= Task instructions =
Add 44 to each coordinate in the points and reproduce the lines, requests included, starting at the line that contains "Every instance of the blue" and continuing through the final line. Omit the pictures from your answer.

= Given data =
· · · ·

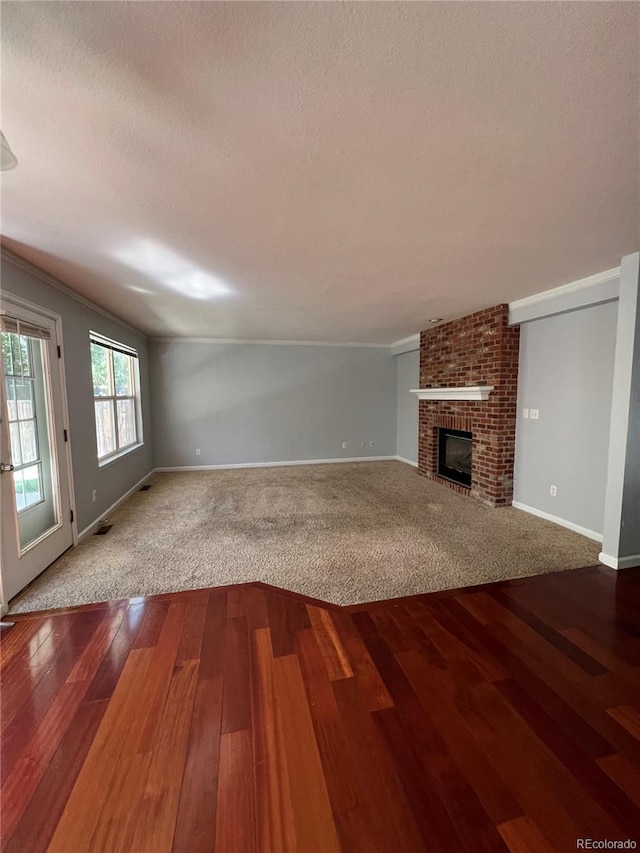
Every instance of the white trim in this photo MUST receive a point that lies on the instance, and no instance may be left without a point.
(275, 464)
(166, 340)
(469, 392)
(619, 562)
(409, 344)
(571, 287)
(114, 506)
(407, 461)
(64, 403)
(10, 256)
(583, 531)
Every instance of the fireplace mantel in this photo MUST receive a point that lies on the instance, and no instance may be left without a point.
(469, 392)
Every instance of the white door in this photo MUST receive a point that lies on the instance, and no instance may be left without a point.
(34, 480)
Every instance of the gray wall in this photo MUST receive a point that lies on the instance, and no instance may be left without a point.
(248, 403)
(408, 377)
(115, 479)
(566, 372)
(621, 545)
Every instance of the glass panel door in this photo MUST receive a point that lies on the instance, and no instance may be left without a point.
(34, 475)
(36, 522)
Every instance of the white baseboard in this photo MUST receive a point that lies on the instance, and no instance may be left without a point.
(583, 531)
(91, 527)
(275, 464)
(406, 461)
(619, 562)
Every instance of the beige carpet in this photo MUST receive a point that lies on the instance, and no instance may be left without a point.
(344, 533)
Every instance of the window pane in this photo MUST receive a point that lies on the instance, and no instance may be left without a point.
(7, 357)
(15, 354)
(12, 409)
(101, 371)
(18, 485)
(16, 455)
(105, 427)
(126, 423)
(122, 374)
(24, 396)
(25, 352)
(28, 441)
(31, 480)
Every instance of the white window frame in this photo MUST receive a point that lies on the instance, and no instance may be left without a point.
(112, 346)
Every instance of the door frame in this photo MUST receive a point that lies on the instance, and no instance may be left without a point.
(19, 302)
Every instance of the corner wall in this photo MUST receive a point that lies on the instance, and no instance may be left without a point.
(408, 378)
(621, 541)
(243, 404)
(566, 373)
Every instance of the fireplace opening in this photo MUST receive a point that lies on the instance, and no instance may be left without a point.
(454, 456)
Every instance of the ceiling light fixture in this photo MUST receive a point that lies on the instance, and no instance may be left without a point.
(8, 160)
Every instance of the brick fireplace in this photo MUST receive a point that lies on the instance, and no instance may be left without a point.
(478, 350)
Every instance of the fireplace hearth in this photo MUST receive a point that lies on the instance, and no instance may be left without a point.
(454, 456)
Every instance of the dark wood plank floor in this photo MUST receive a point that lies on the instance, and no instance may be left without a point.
(502, 717)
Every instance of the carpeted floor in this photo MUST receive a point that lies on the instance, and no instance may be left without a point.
(344, 533)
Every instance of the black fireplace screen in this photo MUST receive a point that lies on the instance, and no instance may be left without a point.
(454, 455)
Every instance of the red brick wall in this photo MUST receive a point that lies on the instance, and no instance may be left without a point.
(481, 349)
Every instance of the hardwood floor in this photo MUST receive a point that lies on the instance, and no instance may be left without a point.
(246, 718)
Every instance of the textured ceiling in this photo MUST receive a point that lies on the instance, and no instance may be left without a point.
(319, 171)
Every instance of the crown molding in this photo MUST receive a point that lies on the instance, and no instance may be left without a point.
(572, 287)
(178, 340)
(409, 344)
(46, 278)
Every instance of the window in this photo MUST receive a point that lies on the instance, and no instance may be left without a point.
(116, 398)
(20, 383)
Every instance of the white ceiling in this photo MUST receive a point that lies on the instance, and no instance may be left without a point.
(319, 171)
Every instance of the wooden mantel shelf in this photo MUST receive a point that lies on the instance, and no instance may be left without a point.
(469, 392)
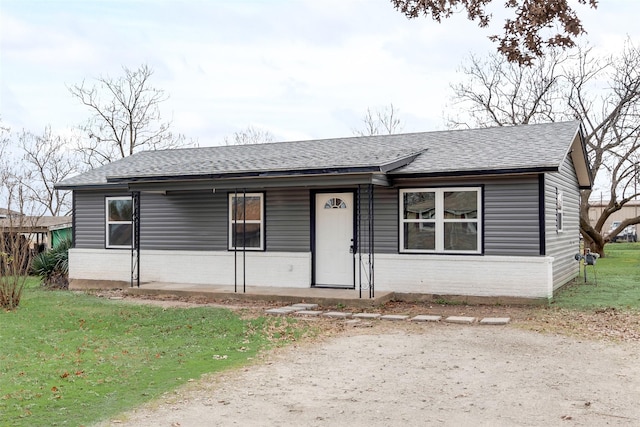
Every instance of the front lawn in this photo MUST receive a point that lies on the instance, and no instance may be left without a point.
(71, 359)
(614, 282)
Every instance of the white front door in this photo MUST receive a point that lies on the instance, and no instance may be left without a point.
(334, 240)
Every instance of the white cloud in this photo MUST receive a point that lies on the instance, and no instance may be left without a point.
(300, 69)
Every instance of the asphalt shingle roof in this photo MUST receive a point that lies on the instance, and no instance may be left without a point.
(487, 149)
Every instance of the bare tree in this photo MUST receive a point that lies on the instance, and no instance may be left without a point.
(48, 159)
(125, 117)
(499, 93)
(383, 121)
(526, 35)
(611, 116)
(14, 247)
(602, 92)
(250, 135)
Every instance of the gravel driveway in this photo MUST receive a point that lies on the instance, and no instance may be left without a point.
(417, 374)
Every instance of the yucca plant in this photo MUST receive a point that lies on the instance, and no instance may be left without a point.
(53, 266)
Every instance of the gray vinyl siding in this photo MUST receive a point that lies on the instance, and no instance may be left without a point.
(288, 220)
(198, 220)
(511, 217)
(195, 221)
(385, 220)
(563, 245)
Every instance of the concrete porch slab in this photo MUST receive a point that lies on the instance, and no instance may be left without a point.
(323, 297)
(460, 319)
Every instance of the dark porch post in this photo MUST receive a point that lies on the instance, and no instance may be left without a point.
(135, 244)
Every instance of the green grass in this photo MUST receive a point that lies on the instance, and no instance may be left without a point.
(73, 359)
(614, 282)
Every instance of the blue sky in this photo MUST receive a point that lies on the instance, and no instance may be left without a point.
(301, 69)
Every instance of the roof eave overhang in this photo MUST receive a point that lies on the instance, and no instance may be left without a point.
(232, 183)
(476, 173)
(580, 161)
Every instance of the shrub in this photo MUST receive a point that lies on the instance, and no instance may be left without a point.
(52, 266)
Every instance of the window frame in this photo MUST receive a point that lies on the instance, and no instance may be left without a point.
(108, 245)
(261, 221)
(439, 221)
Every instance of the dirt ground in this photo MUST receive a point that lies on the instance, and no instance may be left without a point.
(545, 368)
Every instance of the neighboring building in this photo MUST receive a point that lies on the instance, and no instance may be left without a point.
(42, 232)
(486, 212)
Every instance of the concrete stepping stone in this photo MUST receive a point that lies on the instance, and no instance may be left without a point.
(426, 318)
(460, 319)
(291, 309)
(367, 315)
(277, 312)
(337, 314)
(394, 317)
(495, 320)
(308, 313)
(304, 306)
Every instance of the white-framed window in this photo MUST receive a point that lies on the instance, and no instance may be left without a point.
(246, 221)
(440, 220)
(119, 218)
(559, 210)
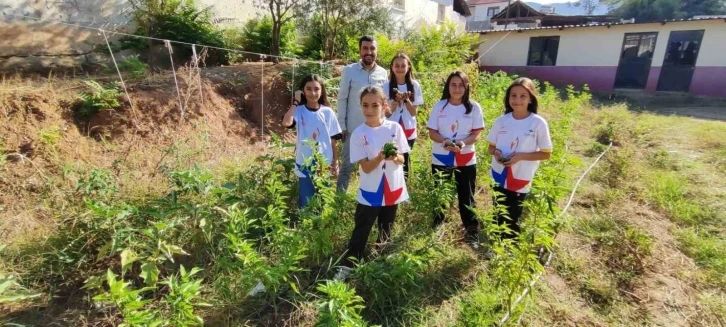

· · · ·

= Finished answer =
Every instance of the blue sky in this photo MUST receive a point that lies on the instance, and no instance may be left without a point.
(345, 113)
Every instance of the roof eave overhang in this photo MUST receive a point that lies on the instance, and no instance may be left without a point.
(276, 227)
(520, 217)
(624, 205)
Every instance of the shrub in this photo MUST receive a point that lies on the instance, and no instance may be left without a point.
(96, 310)
Every instance of the window frame in this photo MUST receive a point that lies on the instance, and no instance may be left without a point.
(152, 289)
(305, 265)
(483, 265)
Every instance of the dirt ground in this photo MUST receive a point that lies on the instance, and no instance may be left without a point.
(589, 412)
Every instance of the neighboring building in this photo MUST receive a point that lies on the instance, and no instance may be left without a point.
(86, 276)
(530, 256)
Every instance of the concrete stepping stone in this photo MUST receive a point that lies on the instance, and no instance may be left without a point.
(470, 362)
(504, 363)
(335, 353)
(411, 359)
(321, 356)
(381, 358)
(438, 361)
(539, 364)
(352, 357)
(348, 350)
Every instance of the white-framed window in this photo MUST receive a point that lies on the instance, and no instance may be left without a point.
(290, 265)
(484, 264)
(163, 262)
(603, 254)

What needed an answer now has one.